> **WHAT IS REQUIRED**
Copy out only those lines running from the line with "the green arrow" to the end of the listing, keeping each one exactly as it is.

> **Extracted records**

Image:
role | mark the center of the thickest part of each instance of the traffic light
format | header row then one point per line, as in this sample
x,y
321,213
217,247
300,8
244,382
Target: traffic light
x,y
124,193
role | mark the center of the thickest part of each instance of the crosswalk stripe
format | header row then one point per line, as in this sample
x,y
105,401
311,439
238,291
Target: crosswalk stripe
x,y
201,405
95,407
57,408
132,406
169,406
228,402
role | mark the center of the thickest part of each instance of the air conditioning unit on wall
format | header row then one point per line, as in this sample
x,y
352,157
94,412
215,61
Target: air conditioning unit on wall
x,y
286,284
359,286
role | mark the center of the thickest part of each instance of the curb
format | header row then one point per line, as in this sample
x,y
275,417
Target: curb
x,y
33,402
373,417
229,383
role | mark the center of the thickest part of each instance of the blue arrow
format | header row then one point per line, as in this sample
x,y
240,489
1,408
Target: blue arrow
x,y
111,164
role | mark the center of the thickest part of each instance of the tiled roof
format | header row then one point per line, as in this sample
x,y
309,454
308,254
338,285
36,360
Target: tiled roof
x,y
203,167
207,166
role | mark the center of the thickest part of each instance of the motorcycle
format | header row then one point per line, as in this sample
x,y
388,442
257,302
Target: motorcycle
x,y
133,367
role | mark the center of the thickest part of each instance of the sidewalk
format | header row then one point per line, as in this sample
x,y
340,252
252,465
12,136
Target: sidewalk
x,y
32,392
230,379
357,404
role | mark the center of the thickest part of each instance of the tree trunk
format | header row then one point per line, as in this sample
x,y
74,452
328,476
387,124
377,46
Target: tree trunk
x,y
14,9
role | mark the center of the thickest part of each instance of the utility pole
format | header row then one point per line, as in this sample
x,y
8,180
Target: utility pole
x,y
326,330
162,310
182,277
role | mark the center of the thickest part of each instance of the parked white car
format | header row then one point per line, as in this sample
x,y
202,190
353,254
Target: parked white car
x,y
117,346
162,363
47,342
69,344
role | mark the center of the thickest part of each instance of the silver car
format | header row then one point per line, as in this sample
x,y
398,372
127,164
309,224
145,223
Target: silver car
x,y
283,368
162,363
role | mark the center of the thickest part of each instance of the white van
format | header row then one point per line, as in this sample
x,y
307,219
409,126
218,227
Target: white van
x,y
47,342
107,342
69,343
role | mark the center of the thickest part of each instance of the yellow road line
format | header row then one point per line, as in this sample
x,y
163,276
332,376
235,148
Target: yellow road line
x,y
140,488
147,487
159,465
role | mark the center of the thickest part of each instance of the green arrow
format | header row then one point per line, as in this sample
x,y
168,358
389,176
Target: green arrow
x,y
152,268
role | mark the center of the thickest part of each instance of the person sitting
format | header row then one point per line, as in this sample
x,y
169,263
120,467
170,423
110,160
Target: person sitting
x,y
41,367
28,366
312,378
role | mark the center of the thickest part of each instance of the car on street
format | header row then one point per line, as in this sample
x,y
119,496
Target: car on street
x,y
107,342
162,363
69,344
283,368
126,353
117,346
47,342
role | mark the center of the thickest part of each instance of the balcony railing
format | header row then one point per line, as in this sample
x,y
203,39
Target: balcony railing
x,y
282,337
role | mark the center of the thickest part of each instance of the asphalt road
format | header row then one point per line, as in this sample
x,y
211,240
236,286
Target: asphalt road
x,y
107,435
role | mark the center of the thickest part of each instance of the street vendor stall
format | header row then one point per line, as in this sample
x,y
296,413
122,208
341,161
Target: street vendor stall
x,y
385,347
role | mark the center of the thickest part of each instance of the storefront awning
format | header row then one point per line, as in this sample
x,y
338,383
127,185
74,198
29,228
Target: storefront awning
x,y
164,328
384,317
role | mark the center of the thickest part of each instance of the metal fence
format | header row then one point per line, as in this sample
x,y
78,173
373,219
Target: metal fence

> **ANSWER TO THIS EXERCISE**
role | mark the center of the thickest part of each instance of the green arrow
format | header row then one point per line, as in this sample
x,y
168,358
389,176
Target: green arrow
x,y
152,268
role | mark the center of the thickest part of each instance of the person sitting
format | header row then one point per line, as in this sample
x,y
169,263
120,467
170,423
110,160
Target: person sitting
x,y
41,367
28,366
312,378
role | mark the center of the thickest part of each instance of the car on street
format | header row then one point per line, as in this sample
x,y
119,496
Target: car on street
x,y
107,342
162,363
69,344
283,368
126,353
117,346
47,342
role | mark the center of the thickest part of each instance of the balcony railing
format | header row then one point per line, as in this sample
x,y
203,39
Target: balcony railing
x,y
282,337
role | mark the center of the thickest part of each instance of the asphalt road
format | header row then one point per line, as in this sample
x,y
211,240
236,286
Target: asphalt road
x,y
107,435
role | mark the center of the thickest part of each instance of the street vendor stall
format | header row then one point per line, as in this sample
x,y
296,413
122,208
341,161
Target: street vendor stall
x,y
385,347
role | mark the center of the thickest part of each instance of the storefront awning
format | header row then one point per line, as in this sample
x,y
338,383
127,185
74,198
29,228
Target: storefront awning
x,y
164,328
384,317
role | mark the center of the thickest part of each instance of the metal fence
format | header row then one point per line, as in this sample
x,y
78,173
373,219
Target: metal fence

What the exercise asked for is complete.